Referring expression pointing data
<<<<

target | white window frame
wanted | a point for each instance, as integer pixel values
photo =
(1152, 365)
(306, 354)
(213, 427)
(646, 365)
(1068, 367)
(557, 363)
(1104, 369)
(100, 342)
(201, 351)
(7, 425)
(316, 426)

>>>>

Restate the data exactly, keeping every line intact.

## Exercise answer:
target | white window frame
wanted | a point for each instance, as integer pixel values
photo =
(1152, 365)
(306, 354)
(213, 427)
(646, 365)
(1068, 367)
(557, 363)
(1104, 369)
(100, 342)
(201, 351)
(7, 425)
(316, 426)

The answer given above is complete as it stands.